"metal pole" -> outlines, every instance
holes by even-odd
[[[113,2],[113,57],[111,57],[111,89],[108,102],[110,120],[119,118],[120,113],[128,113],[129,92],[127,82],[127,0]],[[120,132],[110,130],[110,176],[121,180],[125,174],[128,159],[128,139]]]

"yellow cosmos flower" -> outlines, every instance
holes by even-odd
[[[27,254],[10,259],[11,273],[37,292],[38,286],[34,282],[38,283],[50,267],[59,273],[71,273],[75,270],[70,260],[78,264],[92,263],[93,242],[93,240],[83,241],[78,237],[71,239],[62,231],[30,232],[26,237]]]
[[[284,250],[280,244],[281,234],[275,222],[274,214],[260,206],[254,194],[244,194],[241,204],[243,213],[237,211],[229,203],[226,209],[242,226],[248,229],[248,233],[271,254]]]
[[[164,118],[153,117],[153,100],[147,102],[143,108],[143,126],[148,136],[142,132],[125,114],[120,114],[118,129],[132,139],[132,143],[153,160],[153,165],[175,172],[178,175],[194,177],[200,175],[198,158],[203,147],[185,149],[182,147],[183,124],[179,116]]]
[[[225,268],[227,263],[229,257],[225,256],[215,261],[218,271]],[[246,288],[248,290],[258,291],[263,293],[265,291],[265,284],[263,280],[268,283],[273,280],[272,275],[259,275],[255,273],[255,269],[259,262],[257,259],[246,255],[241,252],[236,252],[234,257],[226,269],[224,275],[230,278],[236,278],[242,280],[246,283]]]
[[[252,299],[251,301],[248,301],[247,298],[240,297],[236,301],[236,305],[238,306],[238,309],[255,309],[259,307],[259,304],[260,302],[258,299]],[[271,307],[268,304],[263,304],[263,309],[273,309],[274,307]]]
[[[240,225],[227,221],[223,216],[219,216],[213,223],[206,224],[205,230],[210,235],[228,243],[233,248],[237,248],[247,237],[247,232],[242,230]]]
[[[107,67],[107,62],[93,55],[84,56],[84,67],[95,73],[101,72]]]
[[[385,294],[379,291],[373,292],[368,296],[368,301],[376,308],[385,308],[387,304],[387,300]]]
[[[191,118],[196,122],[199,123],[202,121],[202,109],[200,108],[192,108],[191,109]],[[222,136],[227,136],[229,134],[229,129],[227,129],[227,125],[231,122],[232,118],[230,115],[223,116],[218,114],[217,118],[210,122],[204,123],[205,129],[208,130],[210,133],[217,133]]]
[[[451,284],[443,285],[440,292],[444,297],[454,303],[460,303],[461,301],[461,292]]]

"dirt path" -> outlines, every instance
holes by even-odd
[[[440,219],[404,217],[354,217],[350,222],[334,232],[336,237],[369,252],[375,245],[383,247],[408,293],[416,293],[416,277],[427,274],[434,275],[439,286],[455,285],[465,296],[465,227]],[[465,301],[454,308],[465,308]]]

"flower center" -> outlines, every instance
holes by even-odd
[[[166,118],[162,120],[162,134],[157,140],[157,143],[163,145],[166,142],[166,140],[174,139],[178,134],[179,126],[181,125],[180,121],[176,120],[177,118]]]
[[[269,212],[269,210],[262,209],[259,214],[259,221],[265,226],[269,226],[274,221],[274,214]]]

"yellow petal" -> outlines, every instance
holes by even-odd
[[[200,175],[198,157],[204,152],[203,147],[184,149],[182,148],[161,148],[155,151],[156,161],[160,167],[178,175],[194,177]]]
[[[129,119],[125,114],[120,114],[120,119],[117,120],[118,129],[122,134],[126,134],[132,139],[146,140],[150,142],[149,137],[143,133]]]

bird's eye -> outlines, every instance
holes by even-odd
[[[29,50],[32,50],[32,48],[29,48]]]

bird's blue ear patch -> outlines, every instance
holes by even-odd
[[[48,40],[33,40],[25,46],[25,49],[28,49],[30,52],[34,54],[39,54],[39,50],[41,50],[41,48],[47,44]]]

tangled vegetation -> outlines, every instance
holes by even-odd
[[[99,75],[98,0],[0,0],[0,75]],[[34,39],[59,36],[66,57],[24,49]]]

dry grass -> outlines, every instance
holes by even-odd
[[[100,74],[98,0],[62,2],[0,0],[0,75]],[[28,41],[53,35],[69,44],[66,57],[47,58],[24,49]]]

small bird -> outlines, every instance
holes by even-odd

════

# WHAT NEEDS TO BE DONE
Update the rows from the line containing "bird's blue ear" through the end of the rows by replacing "dry grass" with "withered grass". Return only those lines and keep everything else in them unchanged.

# WORKED ANSWER
bird's blue ear patch -> outlines, every instance
holes by even-odd
[[[48,40],[33,40],[25,46],[25,49],[28,49],[30,52],[34,54],[39,54],[39,50],[41,50],[41,48],[47,44]]]

tangled vegetation -> outlines, every instance
holes by even-odd
[[[99,75],[98,0],[0,0],[0,75]],[[34,39],[59,36],[66,57],[24,49]]]

withered grass -> outlines, every instance
holes by even-odd
[[[100,74],[98,0],[62,2],[0,0],[0,75]],[[28,41],[53,35],[69,44],[66,57],[47,58],[24,49]]]

small bird -> outlines, every instance
holes by even-odd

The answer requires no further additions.